■ Task goal
Scan the records for the line containing "Where can the beige"; extract it and all later lines, verbatim, through the end, and nothing before it.

Records:
↓↓↓

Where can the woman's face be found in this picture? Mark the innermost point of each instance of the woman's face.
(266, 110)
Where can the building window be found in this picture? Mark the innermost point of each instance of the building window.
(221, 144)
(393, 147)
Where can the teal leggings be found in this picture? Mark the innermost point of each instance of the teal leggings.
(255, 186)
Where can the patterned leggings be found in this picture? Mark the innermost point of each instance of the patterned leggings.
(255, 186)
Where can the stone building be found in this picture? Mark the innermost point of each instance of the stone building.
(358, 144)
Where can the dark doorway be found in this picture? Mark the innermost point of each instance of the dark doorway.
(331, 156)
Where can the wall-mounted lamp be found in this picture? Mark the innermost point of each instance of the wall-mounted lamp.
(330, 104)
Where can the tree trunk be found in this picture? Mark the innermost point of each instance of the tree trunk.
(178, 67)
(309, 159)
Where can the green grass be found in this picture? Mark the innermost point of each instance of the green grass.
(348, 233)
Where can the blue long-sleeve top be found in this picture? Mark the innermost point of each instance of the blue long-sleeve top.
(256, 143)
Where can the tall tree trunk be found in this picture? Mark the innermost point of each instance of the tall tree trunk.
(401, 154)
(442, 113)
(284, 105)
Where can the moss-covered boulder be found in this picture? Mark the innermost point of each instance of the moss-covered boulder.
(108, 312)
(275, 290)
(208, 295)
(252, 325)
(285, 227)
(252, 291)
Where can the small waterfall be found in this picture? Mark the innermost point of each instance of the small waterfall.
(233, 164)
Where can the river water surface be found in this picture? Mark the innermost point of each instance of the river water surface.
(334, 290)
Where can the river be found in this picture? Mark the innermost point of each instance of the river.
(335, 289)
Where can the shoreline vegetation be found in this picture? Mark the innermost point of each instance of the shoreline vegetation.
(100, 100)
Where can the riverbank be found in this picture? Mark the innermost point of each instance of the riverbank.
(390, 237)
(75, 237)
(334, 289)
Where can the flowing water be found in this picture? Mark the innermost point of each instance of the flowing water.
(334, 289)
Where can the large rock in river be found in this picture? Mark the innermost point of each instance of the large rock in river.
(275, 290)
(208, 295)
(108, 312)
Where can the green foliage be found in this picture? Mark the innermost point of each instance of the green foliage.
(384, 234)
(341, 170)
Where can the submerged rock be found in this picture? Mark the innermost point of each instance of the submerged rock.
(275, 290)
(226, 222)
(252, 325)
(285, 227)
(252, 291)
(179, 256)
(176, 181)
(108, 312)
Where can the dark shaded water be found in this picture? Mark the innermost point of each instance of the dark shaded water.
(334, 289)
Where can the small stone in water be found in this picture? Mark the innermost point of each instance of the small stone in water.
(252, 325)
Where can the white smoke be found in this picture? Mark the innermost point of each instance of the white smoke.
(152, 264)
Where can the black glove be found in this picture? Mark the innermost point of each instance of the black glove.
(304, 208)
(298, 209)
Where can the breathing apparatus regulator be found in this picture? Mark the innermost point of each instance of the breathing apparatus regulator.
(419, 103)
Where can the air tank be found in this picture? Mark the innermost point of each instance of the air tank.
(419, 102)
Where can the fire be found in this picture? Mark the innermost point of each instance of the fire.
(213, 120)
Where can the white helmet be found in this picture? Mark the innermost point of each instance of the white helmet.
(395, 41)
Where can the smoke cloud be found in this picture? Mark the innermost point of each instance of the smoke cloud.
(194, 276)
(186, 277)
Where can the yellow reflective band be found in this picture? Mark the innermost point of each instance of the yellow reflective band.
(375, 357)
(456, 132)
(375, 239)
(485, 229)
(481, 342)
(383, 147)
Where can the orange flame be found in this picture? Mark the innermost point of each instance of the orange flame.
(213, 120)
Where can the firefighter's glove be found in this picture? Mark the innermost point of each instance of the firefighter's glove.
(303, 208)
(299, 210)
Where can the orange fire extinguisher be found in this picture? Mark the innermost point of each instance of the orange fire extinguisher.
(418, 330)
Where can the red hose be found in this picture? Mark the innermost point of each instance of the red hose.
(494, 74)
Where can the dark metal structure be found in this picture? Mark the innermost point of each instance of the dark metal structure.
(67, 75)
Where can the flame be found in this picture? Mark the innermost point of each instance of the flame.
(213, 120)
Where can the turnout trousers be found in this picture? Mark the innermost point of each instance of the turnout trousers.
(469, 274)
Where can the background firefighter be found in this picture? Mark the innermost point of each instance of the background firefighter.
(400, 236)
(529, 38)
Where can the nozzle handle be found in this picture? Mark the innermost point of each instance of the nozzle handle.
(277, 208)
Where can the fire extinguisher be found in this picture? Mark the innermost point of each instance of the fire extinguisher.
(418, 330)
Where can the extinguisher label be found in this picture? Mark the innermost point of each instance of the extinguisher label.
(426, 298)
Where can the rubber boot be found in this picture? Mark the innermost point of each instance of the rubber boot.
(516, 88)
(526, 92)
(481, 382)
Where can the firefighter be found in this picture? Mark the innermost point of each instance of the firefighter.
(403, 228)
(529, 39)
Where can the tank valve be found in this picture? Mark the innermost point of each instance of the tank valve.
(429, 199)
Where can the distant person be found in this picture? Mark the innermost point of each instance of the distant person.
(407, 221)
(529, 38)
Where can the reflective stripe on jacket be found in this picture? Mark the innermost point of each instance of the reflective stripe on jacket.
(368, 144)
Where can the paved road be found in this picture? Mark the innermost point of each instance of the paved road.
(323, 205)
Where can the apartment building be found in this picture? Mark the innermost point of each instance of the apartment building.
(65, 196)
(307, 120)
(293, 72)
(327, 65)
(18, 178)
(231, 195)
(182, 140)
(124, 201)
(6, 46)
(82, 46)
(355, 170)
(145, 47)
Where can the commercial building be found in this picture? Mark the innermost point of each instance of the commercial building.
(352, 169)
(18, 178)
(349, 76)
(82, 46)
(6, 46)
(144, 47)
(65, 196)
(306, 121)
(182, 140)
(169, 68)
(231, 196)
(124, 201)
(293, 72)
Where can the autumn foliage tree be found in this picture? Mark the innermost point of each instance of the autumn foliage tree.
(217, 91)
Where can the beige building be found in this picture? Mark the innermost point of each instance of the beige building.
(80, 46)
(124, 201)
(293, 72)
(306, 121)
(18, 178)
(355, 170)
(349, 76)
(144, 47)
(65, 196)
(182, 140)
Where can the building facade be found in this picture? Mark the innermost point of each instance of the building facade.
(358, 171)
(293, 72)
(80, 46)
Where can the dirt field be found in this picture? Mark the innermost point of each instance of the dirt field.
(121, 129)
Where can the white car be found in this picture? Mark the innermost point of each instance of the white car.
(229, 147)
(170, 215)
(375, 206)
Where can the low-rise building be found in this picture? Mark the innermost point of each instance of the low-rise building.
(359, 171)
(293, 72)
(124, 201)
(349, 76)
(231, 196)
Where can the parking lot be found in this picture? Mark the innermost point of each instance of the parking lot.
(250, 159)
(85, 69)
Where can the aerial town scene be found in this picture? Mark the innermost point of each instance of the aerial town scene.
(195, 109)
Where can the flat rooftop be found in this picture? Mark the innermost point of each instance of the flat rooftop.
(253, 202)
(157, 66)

↑↑↑

■ Solution
Where can the beige building be found in this picture? Mark the innermost point of each instance of the beige building.
(80, 46)
(124, 201)
(293, 72)
(306, 121)
(18, 178)
(355, 170)
(349, 76)
(144, 47)
(65, 196)
(182, 140)
Where can the building facade be found in this picture? Mark the innermost point of each instance of the building facade.
(358, 171)
(293, 72)
(80, 46)
Where can the dirt field be found in this picture? Mark the innermost point of each instance of the dirt field.
(121, 129)
Where can the white car be found in this picture? Mark the innermost point of each instance of the white car.
(229, 147)
(170, 215)
(375, 206)
Where can the low-rise building be found in this picture? Mark the innermost point of each instance of the low-rise building.
(359, 171)
(293, 72)
(124, 201)
(349, 76)
(231, 196)
Where can the parking lot be found in this picture? Mark the innermost point of each instance of the parking lot.
(250, 159)
(85, 69)
Where can the aerial town scene be found in this picture? Mark the innermost point of each instance of the aerial town scene.
(195, 109)
Where can the flat rooftop be found in this picture? Mark the innermost point of each instance of the flat rooftop.
(253, 202)
(157, 66)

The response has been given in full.